PROBLEM DETAILS: Count the lines in the items below that contain the string "player", matching case exactly, and reply with only the number.

DATASET EXCERPTS:
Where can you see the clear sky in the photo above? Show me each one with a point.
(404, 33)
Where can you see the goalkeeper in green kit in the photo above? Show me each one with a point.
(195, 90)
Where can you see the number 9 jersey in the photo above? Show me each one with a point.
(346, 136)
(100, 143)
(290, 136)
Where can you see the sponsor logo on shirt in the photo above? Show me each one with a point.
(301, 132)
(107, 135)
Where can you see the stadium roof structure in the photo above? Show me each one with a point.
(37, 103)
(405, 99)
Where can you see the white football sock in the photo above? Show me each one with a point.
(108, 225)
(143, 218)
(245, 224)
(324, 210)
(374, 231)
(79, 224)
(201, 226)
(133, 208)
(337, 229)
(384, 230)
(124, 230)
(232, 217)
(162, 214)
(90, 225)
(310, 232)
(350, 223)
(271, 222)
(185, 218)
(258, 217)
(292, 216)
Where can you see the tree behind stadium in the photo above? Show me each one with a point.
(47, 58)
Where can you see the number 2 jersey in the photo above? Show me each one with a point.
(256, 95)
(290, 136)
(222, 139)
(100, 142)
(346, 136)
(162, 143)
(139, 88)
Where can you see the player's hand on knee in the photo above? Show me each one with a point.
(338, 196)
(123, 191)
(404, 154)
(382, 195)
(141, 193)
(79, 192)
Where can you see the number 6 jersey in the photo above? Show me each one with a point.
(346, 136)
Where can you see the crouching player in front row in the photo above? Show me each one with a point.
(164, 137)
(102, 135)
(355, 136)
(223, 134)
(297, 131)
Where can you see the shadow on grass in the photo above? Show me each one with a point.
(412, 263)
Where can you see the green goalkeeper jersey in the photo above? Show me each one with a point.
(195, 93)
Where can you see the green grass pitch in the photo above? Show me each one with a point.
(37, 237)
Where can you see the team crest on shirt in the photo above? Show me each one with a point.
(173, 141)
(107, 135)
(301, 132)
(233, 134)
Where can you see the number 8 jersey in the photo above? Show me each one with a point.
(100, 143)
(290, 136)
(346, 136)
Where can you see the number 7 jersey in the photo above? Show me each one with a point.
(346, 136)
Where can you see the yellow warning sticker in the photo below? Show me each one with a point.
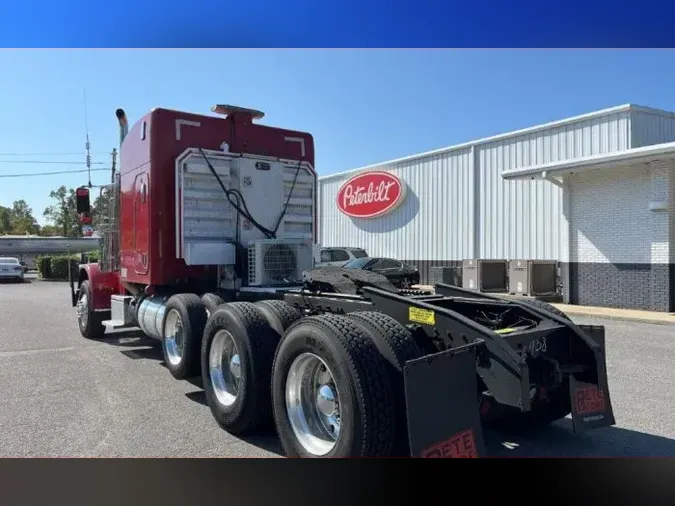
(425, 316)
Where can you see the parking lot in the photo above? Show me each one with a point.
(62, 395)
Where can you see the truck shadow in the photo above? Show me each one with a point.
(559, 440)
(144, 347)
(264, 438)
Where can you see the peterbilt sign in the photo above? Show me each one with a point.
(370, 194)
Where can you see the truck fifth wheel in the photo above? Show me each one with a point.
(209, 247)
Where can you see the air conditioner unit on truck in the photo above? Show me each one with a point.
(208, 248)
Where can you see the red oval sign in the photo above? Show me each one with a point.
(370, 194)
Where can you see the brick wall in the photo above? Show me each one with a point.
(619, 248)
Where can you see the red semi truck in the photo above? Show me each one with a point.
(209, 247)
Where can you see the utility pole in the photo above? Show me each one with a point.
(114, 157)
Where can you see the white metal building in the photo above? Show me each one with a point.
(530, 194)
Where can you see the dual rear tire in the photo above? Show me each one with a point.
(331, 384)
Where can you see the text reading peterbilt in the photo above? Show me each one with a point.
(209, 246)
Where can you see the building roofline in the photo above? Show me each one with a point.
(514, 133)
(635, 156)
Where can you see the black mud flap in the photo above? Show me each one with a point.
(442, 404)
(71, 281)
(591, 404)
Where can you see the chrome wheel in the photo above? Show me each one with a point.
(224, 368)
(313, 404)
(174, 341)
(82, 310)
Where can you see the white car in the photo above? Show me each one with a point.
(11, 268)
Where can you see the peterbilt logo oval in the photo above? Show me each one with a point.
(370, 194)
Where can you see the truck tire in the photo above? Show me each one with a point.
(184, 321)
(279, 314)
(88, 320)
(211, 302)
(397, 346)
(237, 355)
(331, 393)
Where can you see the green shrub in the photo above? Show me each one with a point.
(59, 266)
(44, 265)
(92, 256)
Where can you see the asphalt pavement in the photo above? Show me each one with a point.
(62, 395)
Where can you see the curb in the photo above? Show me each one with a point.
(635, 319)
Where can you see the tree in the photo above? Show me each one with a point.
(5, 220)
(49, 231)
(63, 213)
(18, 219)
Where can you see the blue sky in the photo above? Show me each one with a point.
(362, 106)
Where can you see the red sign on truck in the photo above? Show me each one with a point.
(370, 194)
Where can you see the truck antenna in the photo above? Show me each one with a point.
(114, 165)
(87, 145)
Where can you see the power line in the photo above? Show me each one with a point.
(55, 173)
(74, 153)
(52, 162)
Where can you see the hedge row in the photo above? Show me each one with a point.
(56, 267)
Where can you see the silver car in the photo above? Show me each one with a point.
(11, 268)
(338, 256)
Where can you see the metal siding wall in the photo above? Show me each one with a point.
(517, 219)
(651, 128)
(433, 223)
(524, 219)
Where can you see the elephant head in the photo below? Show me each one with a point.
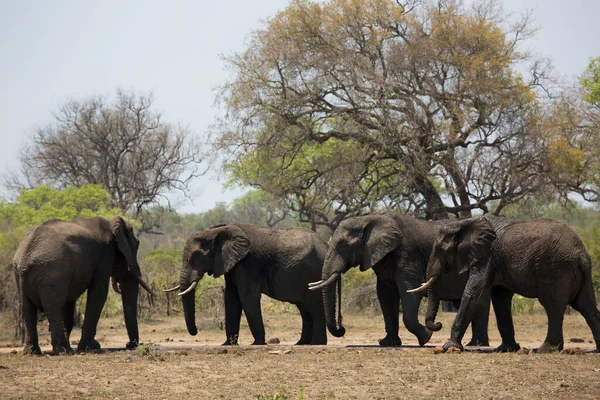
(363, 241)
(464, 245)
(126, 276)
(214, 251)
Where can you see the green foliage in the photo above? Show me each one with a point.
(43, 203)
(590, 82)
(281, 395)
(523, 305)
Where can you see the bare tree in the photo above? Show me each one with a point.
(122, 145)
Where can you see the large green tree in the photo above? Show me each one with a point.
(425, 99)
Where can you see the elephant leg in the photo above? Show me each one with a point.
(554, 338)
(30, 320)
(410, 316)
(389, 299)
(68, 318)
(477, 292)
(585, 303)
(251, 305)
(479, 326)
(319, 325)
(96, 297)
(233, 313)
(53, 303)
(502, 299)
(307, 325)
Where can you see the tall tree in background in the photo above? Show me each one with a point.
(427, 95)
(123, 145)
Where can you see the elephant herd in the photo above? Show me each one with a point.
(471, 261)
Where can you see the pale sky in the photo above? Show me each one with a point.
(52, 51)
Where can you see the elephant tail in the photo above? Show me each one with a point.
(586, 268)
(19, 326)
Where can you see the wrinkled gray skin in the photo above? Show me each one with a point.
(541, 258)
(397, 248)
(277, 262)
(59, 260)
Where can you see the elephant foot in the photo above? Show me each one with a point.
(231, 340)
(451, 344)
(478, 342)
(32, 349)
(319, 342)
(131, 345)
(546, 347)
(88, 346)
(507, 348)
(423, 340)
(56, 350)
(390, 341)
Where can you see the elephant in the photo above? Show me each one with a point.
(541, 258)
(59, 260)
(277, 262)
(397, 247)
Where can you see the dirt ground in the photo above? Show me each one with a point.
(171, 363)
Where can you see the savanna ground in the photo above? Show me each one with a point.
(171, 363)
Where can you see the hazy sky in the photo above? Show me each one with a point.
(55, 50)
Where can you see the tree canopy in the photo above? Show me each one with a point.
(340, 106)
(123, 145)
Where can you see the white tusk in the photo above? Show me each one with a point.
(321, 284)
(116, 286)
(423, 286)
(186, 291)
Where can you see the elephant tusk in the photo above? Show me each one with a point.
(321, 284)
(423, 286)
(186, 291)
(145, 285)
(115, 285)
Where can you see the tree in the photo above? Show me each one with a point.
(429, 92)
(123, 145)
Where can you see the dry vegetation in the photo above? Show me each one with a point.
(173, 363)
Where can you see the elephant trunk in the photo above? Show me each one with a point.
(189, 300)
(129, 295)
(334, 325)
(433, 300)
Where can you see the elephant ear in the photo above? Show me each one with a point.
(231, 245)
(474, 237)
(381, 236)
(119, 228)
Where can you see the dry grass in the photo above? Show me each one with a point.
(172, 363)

...

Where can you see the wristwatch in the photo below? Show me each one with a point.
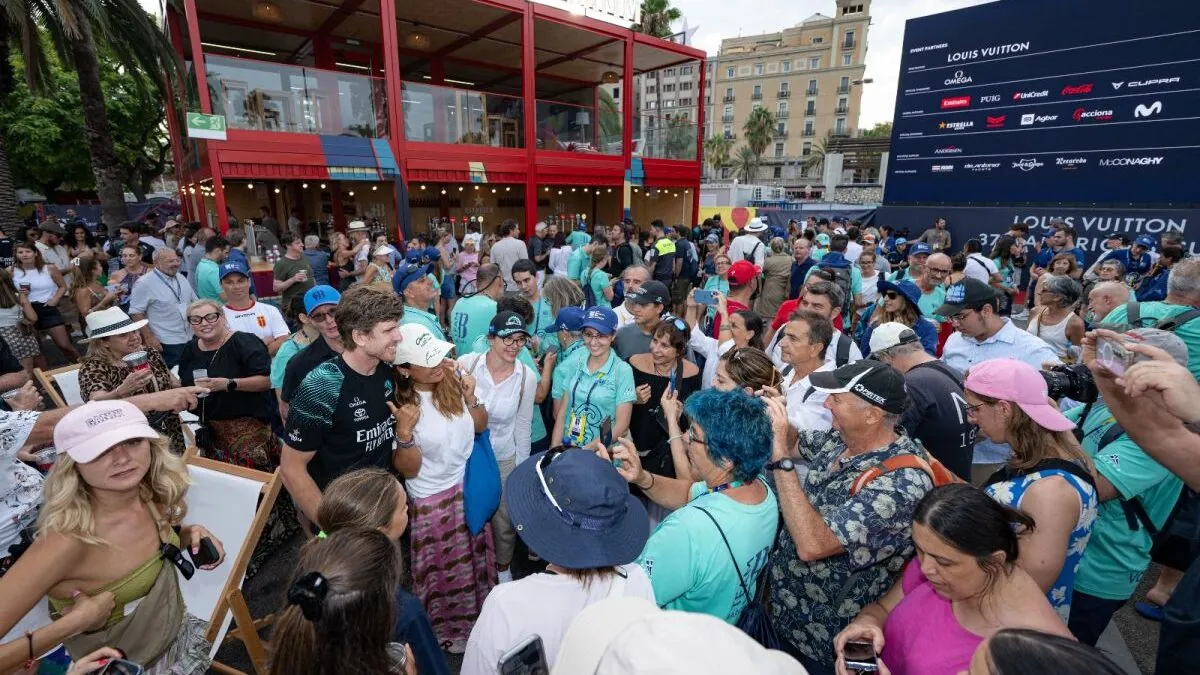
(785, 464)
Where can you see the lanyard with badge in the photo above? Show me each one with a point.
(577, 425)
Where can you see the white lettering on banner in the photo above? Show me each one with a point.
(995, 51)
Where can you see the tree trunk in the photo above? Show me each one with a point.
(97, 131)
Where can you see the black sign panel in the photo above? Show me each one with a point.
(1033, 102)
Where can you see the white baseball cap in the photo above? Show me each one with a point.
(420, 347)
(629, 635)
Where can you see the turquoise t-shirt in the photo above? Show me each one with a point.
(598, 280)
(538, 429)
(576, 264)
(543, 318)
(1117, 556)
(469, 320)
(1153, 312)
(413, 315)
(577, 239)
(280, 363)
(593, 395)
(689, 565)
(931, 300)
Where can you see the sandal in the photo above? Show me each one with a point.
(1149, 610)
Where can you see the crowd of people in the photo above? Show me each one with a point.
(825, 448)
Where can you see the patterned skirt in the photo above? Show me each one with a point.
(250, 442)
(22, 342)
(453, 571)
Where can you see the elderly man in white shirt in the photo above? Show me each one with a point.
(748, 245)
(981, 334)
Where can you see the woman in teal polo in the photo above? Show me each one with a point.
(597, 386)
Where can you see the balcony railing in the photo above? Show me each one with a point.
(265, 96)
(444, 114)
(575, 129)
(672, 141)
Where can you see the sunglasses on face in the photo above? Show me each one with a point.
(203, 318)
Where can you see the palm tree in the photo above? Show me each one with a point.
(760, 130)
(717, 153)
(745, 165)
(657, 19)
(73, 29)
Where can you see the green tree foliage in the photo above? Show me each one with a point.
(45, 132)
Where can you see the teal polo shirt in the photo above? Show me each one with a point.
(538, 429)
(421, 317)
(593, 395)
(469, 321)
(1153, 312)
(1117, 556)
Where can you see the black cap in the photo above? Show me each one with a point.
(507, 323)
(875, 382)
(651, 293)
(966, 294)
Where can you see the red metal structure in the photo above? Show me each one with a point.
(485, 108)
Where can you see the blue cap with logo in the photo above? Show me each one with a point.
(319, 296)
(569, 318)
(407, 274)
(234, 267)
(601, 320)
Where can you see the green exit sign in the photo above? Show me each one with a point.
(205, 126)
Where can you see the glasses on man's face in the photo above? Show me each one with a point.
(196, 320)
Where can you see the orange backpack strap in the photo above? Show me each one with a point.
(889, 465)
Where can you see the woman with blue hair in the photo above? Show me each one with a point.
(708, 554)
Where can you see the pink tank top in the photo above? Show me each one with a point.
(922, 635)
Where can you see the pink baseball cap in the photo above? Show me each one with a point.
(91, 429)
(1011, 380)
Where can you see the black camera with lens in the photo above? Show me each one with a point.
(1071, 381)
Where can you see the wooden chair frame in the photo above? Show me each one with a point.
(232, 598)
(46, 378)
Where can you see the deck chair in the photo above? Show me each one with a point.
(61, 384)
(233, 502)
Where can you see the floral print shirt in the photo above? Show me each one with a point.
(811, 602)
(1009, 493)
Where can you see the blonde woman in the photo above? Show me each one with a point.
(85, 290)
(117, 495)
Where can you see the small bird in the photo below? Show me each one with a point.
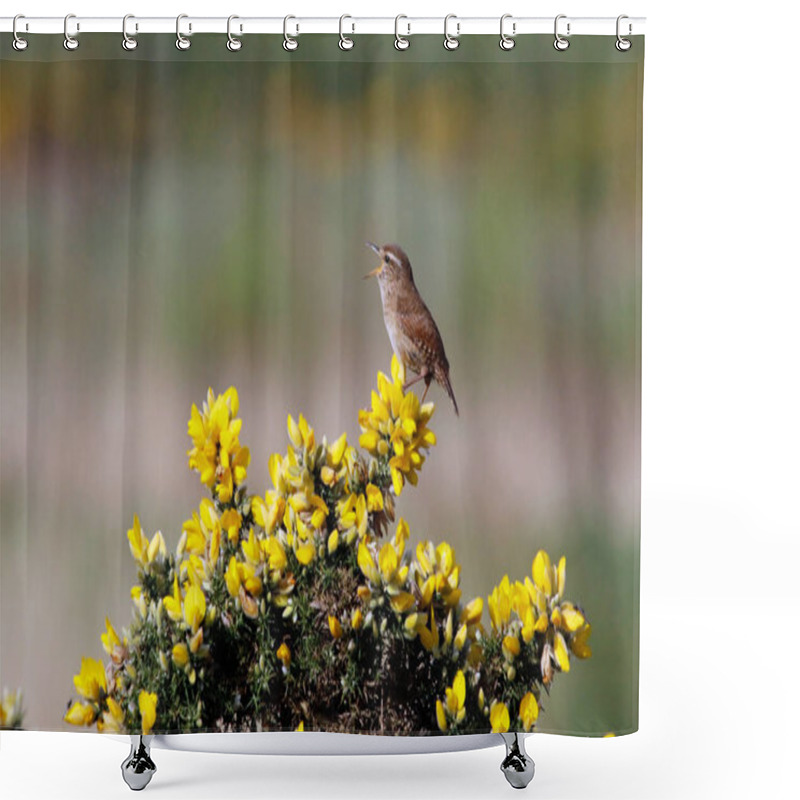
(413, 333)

ANSWER TO THE TASK: 2